Saved entries:
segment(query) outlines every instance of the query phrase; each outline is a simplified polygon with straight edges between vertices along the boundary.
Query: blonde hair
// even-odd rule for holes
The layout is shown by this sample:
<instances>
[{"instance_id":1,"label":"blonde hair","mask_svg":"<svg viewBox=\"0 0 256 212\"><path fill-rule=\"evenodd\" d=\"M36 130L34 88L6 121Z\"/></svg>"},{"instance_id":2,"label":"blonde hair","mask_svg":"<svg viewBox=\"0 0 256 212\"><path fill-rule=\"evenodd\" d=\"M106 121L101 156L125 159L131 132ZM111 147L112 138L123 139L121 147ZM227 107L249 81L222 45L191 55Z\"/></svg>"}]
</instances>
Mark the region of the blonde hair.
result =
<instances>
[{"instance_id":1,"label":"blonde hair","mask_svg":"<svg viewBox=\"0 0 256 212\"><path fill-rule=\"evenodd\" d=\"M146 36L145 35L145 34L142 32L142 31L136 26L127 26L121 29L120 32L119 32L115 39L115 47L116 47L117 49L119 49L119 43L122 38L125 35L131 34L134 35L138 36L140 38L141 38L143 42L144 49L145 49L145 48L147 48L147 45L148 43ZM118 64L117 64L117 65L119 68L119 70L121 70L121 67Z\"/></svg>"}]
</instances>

:: Stated problem ::
Revise the material above, changing "polygon" to "shape" and leaving everything else as it is.

:: Response to the exercise ::
segment(query) outlines every instance of the query phrase; each outline is a simplified shape with straight edges between vertices along the boundary.
Query: blonde hair
// even-odd rule for holes
The layout is shown by this sample:
<instances>
[{"instance_id":1,"label":"blonde hair","mask_svg":"<svg viewBox=\"0 0 256 212\"><path fill-rule=\"evenodd\" d=\"M36 130L34 88L6 121Z\"/></svg>"},{"instance_id":2,"label":"blonde hair","mask_svg":"<svg viewBox=\"0 0 256 212\"><path fill-rule=\"evenodd\" d=\"M106 121L101 156L125 159L131 132ZM111 147L112 138L123 139L121 147ZM227 107L249 81L222 45L191 55Z\"/></svg>"}]
</instances>
Mark the region of the blonde hair.
result =
<instances>
[{"instance_id":1,"label":"blonde hair","mask_svg":"<svg viewBox=\"0 0 256 212\"><path fill-rule=\"evenodd\" d=\"M146 36L145 35L145 34L142 32L142 31L136 26L127 26L121 29L120 32L119 32L115 39L115 47L116 47L117 49L119 49L119 43L122 38L125 35L131 34L134 35L138 36L140 38L141 38L143 42L144 49L145 49L145 48L147 48L147 45L148 43ZM118 64L117 64L117 65L119 68L119 70L121 70L121 67Z\"/></svg>"}]
</instances>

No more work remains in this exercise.